▶ **BRANO**
Foto di David Graham, AP Photo, via LaPresse 

Il Foglio sportivo

Tutti pazzi per Daytona: il "World center of racing"

Carlo Genta

È l'alterego a stelle e strisce di Le Mans. Un viaggio sulla pista dove correvano Paul Newman e Steve McQueen tra grill, amache, frigoriferi in cerca di nuovi attori protagonisti

America. Bordo dell’Oceano. In un silenzio quasi ossessivo all’alba cominciano ad arrivare persone. Con la tavola da surf, scalzi, correndo o passeggiando, pescando. O semplicemente guardando le prime luci. I margini degli edifici e tante piscine vicine al mare sono corrose, mordicchiate da troppi uragani. I palazzi hanno i colori sbiaditi di fine gennaio, anche se in Florida il nostro concetto di inverno è molto relativo. Ci si sveglia presto e tutto scorre calmo. Guardi. Pensando che a undici miglia di distanza da quel gradino c’è un altro pianeta che diventa opposto in certi giorni dell’anno. Come ora. C’è una tribuna con 147mila seggiolini colorati. Se la vedi vuota sembra costruita con il Lego. O, per chi ha almeno una quarantina di anni, con i pallini del Master Mind, quel giochino di memoria dove si dovevano indovinare le combinazioni di colore.

 

Davanti a quel muro colorato, impressionante, c’è un disegno di asfalto da mente contorta con delle curve inclinate di 31 gradi con il 45 per cento di pendenza. Scalarle a piedi è quasi impossibile. Il centro della tribuna è dominato da un gigantesco parallelepipedo di vetro sopra il quale sta scritto “World center of racing”. Così è il teatro, la scatola di quella follia sull’Oceano che è la 24ore di Daytona, l’alter ego a stelle e strisce di Le Mans. E questo dice già se non tutto, almeno tanto. 

 

Sì perché gli americani hanno un modo loro di intendere lo sport, corse in macchina comprese. Il mondo va avanti veloce e loro lo aspettano fermi davanti ai loro monumenti un po’ sdruciti dal tempo in cui rughe, screpolature, anacronismi sono parte integrante dei monumenti stessi e come tali vanno protetti. Con tutto questo il progresso deve scendere a patti. Nei Sessanta e Settanta passeggiando nel paddock che è identico da allora, incrociavi gli occhi ghiacciati di Paul Newman o quelli da mascalzone di Steve McQueen con la sua tuta bianca con la banda laterale blu-bianca-rossa: tutto questo è poi diventato moda, letteratura, leggenda glamour. Anche cinema.

 

“Le Mans 66” è un gran bel film recente. Si chiude con l’edizione di Daytona del 1967 in cui tre Ferrari tagliano il traguardo con una parata molto americana: era la rivincita sfacciata dell’anno nero precedente nel quale la Ford preparata da Carol Shelby aveva battuto la Rossa qui, a Sebring e a Le Mans, cioè nelle tre corse-monumento che erano l’ossessione di Drake Enzo.

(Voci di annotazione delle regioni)
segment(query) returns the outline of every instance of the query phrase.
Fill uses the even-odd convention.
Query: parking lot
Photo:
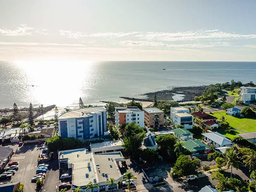
[[[151,170],[147,171],[146,169],[143,170],[149,178],[151,177],[158,177],[160,179],[163,179],[164,181],[169,183],[173,182],[169,173],[171,172],[171,169],[170,164],[163,164],[155,166]]]
[[[24,191],[34,192],[36,186],[31,183],[31,178],[36,174],[37,157],[42,150],[35,144],[25,144],[17,149],[18,152],[12,156],[11,160],[19,162],[19,169],[12,177],[12,182],[20,181],[24,184]]]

▶ **CONSEGNA 1**
Secondo il brano su Daytona, quanti seggiolini colorati conta la tribuna?
▶ **CONSEGNA 2**
Ricopia il brano su Daytona rinominando "teatro" in "palcoscenico": parti dalle parole "Davanti a quel" e fermati dopo "tutto, almeno tanto.".
I dati non servono per svolgere gli esercizi.

▶ **SVOLGIMENTO 1**
La tribuna conta 147mila seggiolini colorati.

▶ **SVOLGIMENTO 2**
Davanti a quel muro colorato, impressionante, c’è un disegno di asfalto da mente contorta con delle curve inclinate di 31 gradi con il 45 per cento di pendenza. Scalarle a piedi è quasi impossibile. Il centro della tribuna è dominato da un gigantesco parallelepipedo di vetro sopra il quale sta scritto “World center of racing”. Così è il palcoscenico, la scatola di quella follia sull’Oceano che è la 24ore di Daytona, l’alter ego a stelle e strisce di Le Mans. E questo dice già se non tutto, almeno tanto.